Exercise description:
Update the entries below by changing every "spot" to "mark", and leave everything else as it is.

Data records

◆ ◆ ◆ ◆

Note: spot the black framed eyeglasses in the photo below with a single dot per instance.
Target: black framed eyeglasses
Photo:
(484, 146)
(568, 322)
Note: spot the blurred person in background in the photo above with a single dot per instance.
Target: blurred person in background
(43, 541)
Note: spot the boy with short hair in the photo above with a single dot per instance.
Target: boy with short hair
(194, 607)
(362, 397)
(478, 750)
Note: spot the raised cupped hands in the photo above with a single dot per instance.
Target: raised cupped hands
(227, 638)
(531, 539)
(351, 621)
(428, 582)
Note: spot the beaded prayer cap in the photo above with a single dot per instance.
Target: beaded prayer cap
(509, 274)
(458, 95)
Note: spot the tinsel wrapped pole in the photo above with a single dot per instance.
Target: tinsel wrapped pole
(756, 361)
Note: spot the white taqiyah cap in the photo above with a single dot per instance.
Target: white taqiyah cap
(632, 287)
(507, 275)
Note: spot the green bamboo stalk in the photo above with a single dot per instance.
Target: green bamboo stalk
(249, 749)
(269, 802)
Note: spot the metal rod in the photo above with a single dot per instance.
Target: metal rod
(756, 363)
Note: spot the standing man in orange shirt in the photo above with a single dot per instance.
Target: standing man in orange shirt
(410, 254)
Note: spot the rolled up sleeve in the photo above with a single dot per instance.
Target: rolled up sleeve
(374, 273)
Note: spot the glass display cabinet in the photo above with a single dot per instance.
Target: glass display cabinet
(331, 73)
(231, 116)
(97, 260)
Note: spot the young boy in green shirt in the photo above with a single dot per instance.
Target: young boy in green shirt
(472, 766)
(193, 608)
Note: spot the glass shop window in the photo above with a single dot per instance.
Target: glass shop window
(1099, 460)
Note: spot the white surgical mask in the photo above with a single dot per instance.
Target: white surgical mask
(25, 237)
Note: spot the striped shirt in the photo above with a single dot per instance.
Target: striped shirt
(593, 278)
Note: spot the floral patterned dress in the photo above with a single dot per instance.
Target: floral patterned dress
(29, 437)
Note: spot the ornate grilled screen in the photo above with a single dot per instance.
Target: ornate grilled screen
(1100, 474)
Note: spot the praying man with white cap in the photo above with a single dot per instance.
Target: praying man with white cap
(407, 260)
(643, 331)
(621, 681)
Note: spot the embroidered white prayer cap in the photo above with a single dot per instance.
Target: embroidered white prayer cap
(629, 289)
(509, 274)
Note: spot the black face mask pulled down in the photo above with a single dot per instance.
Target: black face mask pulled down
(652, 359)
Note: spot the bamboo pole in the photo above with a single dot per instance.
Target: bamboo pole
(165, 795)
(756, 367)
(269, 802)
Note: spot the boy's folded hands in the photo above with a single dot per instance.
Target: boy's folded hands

◆ ◆ ◆ ◆

Expected answer:
Note: mark the black framed eyeglasses in the photo below with a single dot per instance.
Target: black framed eyeglasses
Photo:
(484, 146)
(568, 322)
Note: mark the blurred person in background in the photo above with a single dot per instance.
Target: blurred person in background
(43, 541)
Note: mark the boy with short hair in the photo above with a single dot per instance.
Target: boy with short hair
(194, 607)
(362, 397)
(478, 750)
Note: mark the raised cupped hands in the photo above with a single dot per instance.
Target: raised cupped hands
(227, 638)
(531, 539)
(351, 621)
(428, 582)
Note: mark the beaded prayer cap in the photo above with a single dot per instance.
Target: beaded prayer cap
(509, 274)
(458, 95)
Note: mark the tinsel wrapped pole in the photo above with a single dot per instance.
Target: tinsel wrapped pole
(756, 361)
Note: mark the white taqiyah cap in the photo above with a single dot per instance.
Target: white taqiyah cap
(632, 287)
(507, 275)
Note: mark the green bamboo stalk in the photo above with a single dot per instance.
Target: green bamboo stalk
(249, 749)
(269, 802)
Note: mark the metal rod in the photo above with a single dot per instance.
Target: metal rod
(756, 363)
Note: mark the standing man in orange shirt in the photo above with a single dot per instance.
Target: standing man in orange shirt
(410, 254)
Note: mark the rolled up sleeve in the photo above with a single dot per instance.
Target: rolled up sleeve
(374, 273)
Note: mark the glass display cabinet in the photo above with a single dot per instance.
Target: glass display cabinet
(331, 73)
(231, 116)
(97, 260)
Note: mark the young boy in green shirt in the photo above with a single dot per instance.
Target: young boy in green shirt
(472, 766)
(193, 608)
Note: mark the glass shop window in the photo above with a single dot per instance.
Target: glass shop window
(1099, 460)
Note: mark the white surgical mask in the photo above with a single dot per instance.
Target: white surgical mask
(25, 237)
Note: mark the striped shirt in the photo above with a single dot per instance.
Target: striped shirt
(593, 278)
Note: mark the floral patterned dress in the photo above with a single dot per instance.
Target: floral patterned dress
(29, 437)
Note: mark the ornate grilled screen in the photo above with a single dot per instance.
Target: ornate grilled screen
(1100, 474)
Note: mark the praying man with white cap in the photo above with a single dot per instance.
Target: praying man with white cap
(407, 260)
(643, 331)
(621, 681)
Note: mark the embroidered white prayer cap in the photo above with a single dot per instance.
Target: embroidered white prayer cap
(629, 289)
(509, 274)
Note: mark the black face mask pulled down in the photo above with a single dot per instance.
Target: black face mask pulled down
(652, 359)
Note: mark the bamboo pole in the photo above with a single dot per instance.
Target: bamboo pole
(165, 795)
(756, 367)
(269, 802)
Note: mark the boy's folded hands in the photo above with a single dot per instance.
Target: boy's folded hands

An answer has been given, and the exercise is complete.